▸ Your goal:
Reproduce each of the following entries word for word, with nothing added or left out.

▸ Given data:
● ● ● ● ● ● ●
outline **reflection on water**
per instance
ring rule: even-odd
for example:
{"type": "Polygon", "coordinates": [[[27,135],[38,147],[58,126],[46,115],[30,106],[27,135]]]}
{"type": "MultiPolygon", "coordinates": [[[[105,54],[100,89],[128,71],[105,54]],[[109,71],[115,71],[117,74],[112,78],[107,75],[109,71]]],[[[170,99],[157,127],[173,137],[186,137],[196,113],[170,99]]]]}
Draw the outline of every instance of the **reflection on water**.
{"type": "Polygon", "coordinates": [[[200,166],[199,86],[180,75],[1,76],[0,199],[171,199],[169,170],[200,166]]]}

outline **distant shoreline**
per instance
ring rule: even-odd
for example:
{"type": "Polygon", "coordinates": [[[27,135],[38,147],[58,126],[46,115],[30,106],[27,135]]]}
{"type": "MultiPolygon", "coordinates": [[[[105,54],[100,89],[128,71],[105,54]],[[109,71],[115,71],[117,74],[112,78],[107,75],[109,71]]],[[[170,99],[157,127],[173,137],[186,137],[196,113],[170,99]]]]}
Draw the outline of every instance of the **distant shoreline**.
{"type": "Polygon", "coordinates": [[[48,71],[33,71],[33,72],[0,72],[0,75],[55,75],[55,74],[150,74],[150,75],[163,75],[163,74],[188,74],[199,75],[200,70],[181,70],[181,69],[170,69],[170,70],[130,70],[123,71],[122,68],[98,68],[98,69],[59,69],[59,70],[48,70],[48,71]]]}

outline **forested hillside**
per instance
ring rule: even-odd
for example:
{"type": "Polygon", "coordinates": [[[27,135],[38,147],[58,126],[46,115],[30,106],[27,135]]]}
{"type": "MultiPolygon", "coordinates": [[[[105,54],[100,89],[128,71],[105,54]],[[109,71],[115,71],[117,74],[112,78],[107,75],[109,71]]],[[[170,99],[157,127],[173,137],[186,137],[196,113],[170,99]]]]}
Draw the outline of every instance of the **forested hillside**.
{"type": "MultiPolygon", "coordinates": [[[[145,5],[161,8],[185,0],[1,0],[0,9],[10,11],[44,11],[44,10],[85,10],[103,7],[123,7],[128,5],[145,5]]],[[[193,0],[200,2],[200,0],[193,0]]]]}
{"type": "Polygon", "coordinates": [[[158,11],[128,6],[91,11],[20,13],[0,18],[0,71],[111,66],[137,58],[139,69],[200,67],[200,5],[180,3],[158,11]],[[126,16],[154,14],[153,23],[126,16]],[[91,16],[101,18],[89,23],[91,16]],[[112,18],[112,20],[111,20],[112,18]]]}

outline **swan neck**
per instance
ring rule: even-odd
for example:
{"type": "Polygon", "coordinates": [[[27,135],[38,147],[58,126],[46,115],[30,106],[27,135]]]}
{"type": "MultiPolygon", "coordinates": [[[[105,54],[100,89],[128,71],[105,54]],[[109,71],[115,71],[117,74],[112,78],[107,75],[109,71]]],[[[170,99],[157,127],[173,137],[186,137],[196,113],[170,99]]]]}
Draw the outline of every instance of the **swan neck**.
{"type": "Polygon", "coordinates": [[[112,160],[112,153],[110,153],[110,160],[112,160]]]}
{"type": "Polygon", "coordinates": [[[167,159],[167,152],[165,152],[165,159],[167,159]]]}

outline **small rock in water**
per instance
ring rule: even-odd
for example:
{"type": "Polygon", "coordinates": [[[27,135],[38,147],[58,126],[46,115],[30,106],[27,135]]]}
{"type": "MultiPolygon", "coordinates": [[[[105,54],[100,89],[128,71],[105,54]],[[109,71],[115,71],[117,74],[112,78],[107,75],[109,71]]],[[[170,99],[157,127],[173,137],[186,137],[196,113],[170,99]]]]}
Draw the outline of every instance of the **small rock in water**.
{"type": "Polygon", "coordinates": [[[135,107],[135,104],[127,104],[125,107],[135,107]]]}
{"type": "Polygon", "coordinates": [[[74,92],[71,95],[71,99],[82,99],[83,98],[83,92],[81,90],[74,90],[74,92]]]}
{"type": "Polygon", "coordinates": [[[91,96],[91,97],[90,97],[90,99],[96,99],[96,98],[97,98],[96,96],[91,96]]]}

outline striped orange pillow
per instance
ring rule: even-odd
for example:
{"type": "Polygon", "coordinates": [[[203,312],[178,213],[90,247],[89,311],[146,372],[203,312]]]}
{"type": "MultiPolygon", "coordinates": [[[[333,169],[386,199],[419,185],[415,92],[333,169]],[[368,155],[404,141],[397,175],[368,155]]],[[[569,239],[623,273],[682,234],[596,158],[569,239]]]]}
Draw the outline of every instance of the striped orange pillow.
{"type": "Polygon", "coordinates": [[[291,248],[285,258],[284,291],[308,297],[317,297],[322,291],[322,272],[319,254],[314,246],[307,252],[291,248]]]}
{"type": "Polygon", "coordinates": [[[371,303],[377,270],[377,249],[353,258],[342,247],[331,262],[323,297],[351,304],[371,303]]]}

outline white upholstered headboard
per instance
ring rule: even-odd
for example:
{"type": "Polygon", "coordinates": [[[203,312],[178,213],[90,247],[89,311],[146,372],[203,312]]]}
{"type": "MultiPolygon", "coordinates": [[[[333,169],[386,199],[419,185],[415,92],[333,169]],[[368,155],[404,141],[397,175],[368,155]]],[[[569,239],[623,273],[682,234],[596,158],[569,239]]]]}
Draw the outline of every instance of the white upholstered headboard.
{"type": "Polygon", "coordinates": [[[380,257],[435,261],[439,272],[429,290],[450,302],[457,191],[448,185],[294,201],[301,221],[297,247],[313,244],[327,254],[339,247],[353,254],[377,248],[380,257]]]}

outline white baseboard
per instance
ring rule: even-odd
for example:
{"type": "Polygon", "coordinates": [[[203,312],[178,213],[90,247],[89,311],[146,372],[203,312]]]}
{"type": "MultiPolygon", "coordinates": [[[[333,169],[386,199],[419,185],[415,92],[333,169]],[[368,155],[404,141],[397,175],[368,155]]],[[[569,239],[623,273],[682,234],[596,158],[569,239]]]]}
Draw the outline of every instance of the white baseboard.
● ● ● ● ● ● ●
▸ Exercise output:
outline **reflection on water**
per instance
ring rule: even-odd
for example:
{"type": "Polygon", "coordinates": [[[27,135],[38,147],[58,126],[46,115],[30,106],[27,135]]]}
{"type": "MultiPolygon", "coordinates": [[[[105,54],[100,89],[128,71],[105,54]],[[109,71],[115,71],[117,74],[112,78],[107,75],[109,71]]],[[[170,99],[157,127],[173,137],[186,137],[196,113],[170,99]]]]}
Draw the outline of every instance of the **reflection on water**.
{"type": "Polygon", "coordinates": [[[200,166],[199,86],[180,75],[1,76],[0,199],[171,199],[169,170],[200,166]]]}

outline **distant shoreline**
per instance
ring rule: even-odd
for example:
{"type": "Polygon", "coordinates": [[[27,135],[38,147],[58,126],[46,115],[30,106],[27,135]]]}
{"type": "MultiPolygon", "coordinates": [[[[105,54],[100,89],[128,71],[105,54]],[[109,71],[115,71],[117,74],[112,78],[107,75],[109,71]]],[[[170,99],[157,127],[173,137],[186,137],[196,113],[170,99]]]]}
Draw the outline of every instance of the **distant shoreline**.
{"type": "Polygon", "coordinates": [[[48,71],[33,71],[33,72],[0,72],[0,75],[55,75],[55,74],[150,74],[150,75],[163,75],[163,74],[188,74],[199,75],[200,70],[181,70],[181,69],[170,69],[170,70],[130,70],[123,71],[122,68],[98,68],[98,69],[59,69],[59,70],[48,70],[48,71]]]}

outline **forested hillside**
per instance
ring rule: even-odd
for example:
{"type": "Polygon", "coordinates": [[[27,135],[38,147],[58,126],[46,115],[30,106],[27,135]]]}
{"type": "MultiPolygon", "coordinates": [[[[105,54],[100,89],[128,71],[105,54]],[[109,71],[115,71],[117,74],[112,78],[107,75],[109,71]]],[[[170,99],[157,127],[173,137],[186,137],[196,113],[170,99]]]]}
Draw the outline of every instance of the **forested hillside**.
{"type": "MultiPolygon", "coordinates": [[[[145,5],[161,8],[185,0],[1,0],[0,9],[10,11],[44,11],[44,10],[85,10],[103,7],[123,7],[128,5],[145,5]]],[[[193,0],[200,2],[200,0],[193,0]]]]}
{"type": "Polygon", "coordinates": [[[158,11],[128,6],[91,11],[20,13],[0,18],[0,71],[111,66],[137,58],[139,69],[200,67],[200,5],[180,3],[158,11]],[[126,16],[154,14],[153,23],[126,16]],[[91,16],[101,18],[89,23],[91,16]],[[112,18],[112,20],[111,20],[112,18]]]}

outline **swan neck**
per instance
ring rule: even-odd
for example:
{"type": "Polygon", "coordinates": [[[27,135],[38,147],[58,126],[46,115],[30,106],[27,135]]]}
{"type": "MultiPolygon", "coordinates": [[[[105,54],[100,89],[128,71],[105,54]],[[109,71],[115,71],[117,74],[112,78],[107,75],[109,71]]],[[[170,99],[157,127],[173,137],[186,137],[196,113],[170,99]]]]}
Draw the outline of every instance of the **swan neck**.
{"type": "Polygon", "coordinates": [[[112,160],[112,153],[110,153],[110,160],[112,160]]]}
{"type": "Polygon", "coordinates": [[[167,159],[167,152],[165,152],[165,159],[167,159]]]}

outline **small rock in water**
per instance
ring rule: even-odd
for example:
{"type": "Polygon", "coordinates": [[[27,135],[38,147],[58,126],[46,115],[30,106],[27,135]]]}
{"type": "MultiPolygon", "coordinates": [[[[105,54],[100,89],[128,71],[105,54]],[[109,71],[115,71],[117,74],[112,78],[107,75],[109,71]]],[[[170,99],[157,127],[173,137],[186,137],[196,113],[170,99]]]]}
Draw the outline of every instance of the **small rock in water**.
{"type": "Polygon", "coordinates": [[[135,107],[135,104],[127,104],[125,107],[135,107]]]}
{"type": "Polygon", "coordinates": [[[74,92],[71,95],[71,99],[82,99],[83,98],[83,92],[81,90],[74,90],[74,92]]]}
{"type": "Polygon", "coordinates": [[[91,96],[91,97],[90,97],[90,99],[96,99],[96,98],[97,98],[96,96],[91,96]]]}

outline striped orange pillow
per instance
ring rule: even-odd
for example:
{"type": "Polygon", "coordinates": [[[203,312],[178,213],[90,247],[89,311],[146,372],[203,312]]]}
{"type": "MultiPolygon", "coordinates": [[[[333,169],[386,199],[419,185],[415,92],[333,169]],[[368,155],[404,141],[397,175],[368,155]]],[[[569,239],[623,273],[682,234],[596,158],[569,239]]]]}
Draw the outline of every instance of the striped orange pillow.
{"type": "Polygon", "coordinates": [[[291,248],[285,258],[284,291],[308,297],[317,297],[322,291],[322,272],[319,254],[314,246],[307,252],[291,248]]]}
{"type": "Polygon", "coordinates": [[[371,303],[377,270],[377,249],[353,258],[342,247],[331,262],[323,297],[351,304],[371,303]]]}

outline white upholstered headboard
per instance
ring rule: even-odd
for example:
{"type": "Polygon", "coordinates": [[[203,312],[178,213],[90,247],[89,311],[146,372],[203,312]]]}
{"type": "MultiPolygon", "coordinates": [[[[333,169],[386,199],[419,185],[415,92],[333,169]],[[368,155],[404,141],[397,175],[368,155]]],[[[569,239],[623,273],[682,234],[596,158],[569,239]]]]}
Draw the outline of every instance of the white upholstered headboard.
{"type": "Polygon", "coordinates": [[[380,257],[435,261],[439,272],[429,290],[450,302],[457,191],[448,185],[294,201],[301,221],[297,247],[313,244],[327,254],[339,247],[353,254],[377,248],[380,257]]]}

outline white baseboard
per instance
ring rule: even-odd
for example:
{"type": "Polygon", "coordinates": [[[203,312],[178,213],[90,247],[89,311],[146,372],[203,312]]]}
{"type": "MultiPolygon", "coordinates": [[[[333,169],[386,199],[419,185],[415,92],[333,169]],[[368,155],[404,141],[397,175],[368,155]]],[[[569,239],[623,273],[682,234],[596,158],[569,239]]]]}
Draw the outline of every instance of the white baseboard.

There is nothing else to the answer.